### Entries provided ###

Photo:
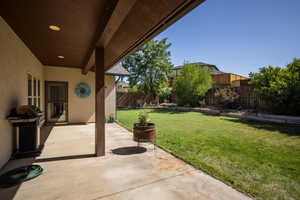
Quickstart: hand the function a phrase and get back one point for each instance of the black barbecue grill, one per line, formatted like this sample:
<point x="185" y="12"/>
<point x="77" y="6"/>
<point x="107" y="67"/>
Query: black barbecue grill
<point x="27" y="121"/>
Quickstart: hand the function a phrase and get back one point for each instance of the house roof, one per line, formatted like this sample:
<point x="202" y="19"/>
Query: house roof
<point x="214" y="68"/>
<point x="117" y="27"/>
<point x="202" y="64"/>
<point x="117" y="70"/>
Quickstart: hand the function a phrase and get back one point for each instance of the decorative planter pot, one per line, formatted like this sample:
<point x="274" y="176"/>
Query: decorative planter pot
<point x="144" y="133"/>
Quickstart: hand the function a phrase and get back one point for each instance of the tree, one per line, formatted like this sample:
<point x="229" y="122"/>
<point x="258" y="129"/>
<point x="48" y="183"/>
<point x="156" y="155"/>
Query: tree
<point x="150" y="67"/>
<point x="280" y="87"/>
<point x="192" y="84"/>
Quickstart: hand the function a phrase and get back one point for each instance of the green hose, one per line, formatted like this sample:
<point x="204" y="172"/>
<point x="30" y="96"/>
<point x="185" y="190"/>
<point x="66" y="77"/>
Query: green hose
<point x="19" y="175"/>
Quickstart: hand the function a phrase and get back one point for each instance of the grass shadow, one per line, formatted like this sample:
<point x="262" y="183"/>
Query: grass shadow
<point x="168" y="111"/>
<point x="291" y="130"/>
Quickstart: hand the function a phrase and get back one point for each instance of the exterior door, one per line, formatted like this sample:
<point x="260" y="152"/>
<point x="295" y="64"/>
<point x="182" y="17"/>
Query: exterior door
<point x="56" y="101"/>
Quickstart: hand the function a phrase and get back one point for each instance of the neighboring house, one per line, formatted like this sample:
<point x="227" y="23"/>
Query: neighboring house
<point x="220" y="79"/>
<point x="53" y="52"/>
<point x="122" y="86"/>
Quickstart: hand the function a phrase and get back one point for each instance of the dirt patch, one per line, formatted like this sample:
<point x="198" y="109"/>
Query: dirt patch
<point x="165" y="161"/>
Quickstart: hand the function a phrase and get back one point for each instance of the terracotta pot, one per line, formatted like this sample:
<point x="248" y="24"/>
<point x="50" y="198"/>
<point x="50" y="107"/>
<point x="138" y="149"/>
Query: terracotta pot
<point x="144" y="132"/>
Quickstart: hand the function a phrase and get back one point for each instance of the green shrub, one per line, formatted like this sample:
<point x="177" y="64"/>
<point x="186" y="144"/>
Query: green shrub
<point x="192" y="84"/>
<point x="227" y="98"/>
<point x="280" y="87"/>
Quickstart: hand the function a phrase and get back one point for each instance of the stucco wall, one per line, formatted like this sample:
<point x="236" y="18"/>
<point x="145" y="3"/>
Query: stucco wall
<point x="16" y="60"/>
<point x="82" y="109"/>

###
### Entries provided ###

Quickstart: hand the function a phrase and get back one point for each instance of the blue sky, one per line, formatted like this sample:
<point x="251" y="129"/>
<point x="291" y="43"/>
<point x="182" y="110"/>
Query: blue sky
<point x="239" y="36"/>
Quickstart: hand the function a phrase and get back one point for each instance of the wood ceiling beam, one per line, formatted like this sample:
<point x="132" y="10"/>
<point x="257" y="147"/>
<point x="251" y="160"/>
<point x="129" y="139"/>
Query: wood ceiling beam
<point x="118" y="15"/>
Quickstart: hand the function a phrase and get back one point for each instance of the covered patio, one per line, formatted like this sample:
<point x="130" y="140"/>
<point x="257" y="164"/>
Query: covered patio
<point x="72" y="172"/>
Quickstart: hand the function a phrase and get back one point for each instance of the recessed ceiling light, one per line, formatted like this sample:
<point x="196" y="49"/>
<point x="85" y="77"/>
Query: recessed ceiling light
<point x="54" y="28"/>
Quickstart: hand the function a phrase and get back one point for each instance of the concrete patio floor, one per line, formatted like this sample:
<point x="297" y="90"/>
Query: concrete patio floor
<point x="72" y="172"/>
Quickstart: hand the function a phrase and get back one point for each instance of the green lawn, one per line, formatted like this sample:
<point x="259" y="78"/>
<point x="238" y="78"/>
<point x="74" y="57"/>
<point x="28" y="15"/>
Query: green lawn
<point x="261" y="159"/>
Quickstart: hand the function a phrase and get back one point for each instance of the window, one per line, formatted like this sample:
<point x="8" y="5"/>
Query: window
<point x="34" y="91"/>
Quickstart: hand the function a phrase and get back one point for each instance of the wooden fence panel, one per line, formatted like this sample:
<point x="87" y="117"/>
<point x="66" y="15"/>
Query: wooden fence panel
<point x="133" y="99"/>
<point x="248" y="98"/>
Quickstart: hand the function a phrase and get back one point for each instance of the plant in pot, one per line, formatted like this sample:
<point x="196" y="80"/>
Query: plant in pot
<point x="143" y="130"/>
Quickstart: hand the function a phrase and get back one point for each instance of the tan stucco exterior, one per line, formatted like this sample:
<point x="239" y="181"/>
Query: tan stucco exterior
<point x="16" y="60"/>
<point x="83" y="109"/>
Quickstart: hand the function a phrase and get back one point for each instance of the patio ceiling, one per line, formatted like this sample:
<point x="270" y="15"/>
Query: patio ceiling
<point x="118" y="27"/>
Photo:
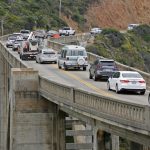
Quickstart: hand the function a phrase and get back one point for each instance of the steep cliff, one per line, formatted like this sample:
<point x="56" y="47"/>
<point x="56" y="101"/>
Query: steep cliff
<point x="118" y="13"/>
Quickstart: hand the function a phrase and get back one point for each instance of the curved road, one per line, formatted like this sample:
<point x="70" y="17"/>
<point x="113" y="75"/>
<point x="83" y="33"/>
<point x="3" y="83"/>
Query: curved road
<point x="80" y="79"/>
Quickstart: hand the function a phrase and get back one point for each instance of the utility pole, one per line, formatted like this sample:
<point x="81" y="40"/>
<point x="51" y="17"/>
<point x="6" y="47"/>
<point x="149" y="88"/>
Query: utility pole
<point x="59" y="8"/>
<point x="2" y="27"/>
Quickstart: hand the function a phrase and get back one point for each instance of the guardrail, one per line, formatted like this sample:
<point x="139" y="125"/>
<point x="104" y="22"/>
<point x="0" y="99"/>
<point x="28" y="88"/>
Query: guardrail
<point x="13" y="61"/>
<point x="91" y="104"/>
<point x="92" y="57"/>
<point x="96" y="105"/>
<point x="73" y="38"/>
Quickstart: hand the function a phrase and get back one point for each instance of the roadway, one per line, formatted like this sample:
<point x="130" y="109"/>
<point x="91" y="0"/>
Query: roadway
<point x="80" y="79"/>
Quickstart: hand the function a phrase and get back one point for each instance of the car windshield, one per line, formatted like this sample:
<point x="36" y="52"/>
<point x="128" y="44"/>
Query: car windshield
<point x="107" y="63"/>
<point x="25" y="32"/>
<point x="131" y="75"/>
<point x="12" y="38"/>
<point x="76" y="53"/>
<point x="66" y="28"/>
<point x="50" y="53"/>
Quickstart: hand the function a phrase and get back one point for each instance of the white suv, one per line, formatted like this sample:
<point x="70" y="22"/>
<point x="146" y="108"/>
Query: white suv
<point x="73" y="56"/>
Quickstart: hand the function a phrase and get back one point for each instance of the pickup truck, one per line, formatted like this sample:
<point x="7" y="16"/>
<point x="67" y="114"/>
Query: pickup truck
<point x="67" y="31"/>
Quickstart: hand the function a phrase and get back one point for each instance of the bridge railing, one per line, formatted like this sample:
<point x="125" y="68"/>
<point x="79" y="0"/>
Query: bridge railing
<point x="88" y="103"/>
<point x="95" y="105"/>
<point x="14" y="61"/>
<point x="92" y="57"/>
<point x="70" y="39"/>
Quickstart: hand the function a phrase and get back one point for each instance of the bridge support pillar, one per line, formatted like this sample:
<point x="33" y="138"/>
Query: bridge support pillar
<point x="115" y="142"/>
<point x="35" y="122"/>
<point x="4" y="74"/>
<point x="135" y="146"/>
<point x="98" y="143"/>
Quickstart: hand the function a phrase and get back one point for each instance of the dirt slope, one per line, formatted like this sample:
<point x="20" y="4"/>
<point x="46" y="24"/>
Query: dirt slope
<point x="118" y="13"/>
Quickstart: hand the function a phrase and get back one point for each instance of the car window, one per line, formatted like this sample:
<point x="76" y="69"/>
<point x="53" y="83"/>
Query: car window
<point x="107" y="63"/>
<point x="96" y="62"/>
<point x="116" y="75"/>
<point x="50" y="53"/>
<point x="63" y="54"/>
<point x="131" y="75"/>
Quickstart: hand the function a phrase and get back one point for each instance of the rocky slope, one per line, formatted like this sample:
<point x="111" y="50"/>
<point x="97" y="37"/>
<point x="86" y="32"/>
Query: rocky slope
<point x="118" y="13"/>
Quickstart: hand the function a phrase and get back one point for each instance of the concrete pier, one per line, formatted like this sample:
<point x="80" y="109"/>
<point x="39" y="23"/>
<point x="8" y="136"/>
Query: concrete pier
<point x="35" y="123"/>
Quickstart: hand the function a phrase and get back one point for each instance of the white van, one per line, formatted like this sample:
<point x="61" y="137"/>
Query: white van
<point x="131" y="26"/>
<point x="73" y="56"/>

###

**Work item:** Beginning at the line above that contains "Query: decorative planter pot", return each line exactly through the line that contains "green hose, one", and no others.

**Solution for this task:**
Query: decorative planter pot
<point x="144" y="133"/>
Quickstart: hand the function a phrase and get back one point for each instance of the tree, one per line, formatted like this sample:
<point x="229" y="122"/>
<point x="258" y="129"/>
<point x="48" y="183"/>
<point x="156" y="155"/>
Query: tree
<point x="150" y="67"/>
<point x="280" y="87"/>
<point x="192" y="84"/>
Quickstart: hand the function a phrase and get back one point for each instance of the green hose, one per line, formatted like this sample:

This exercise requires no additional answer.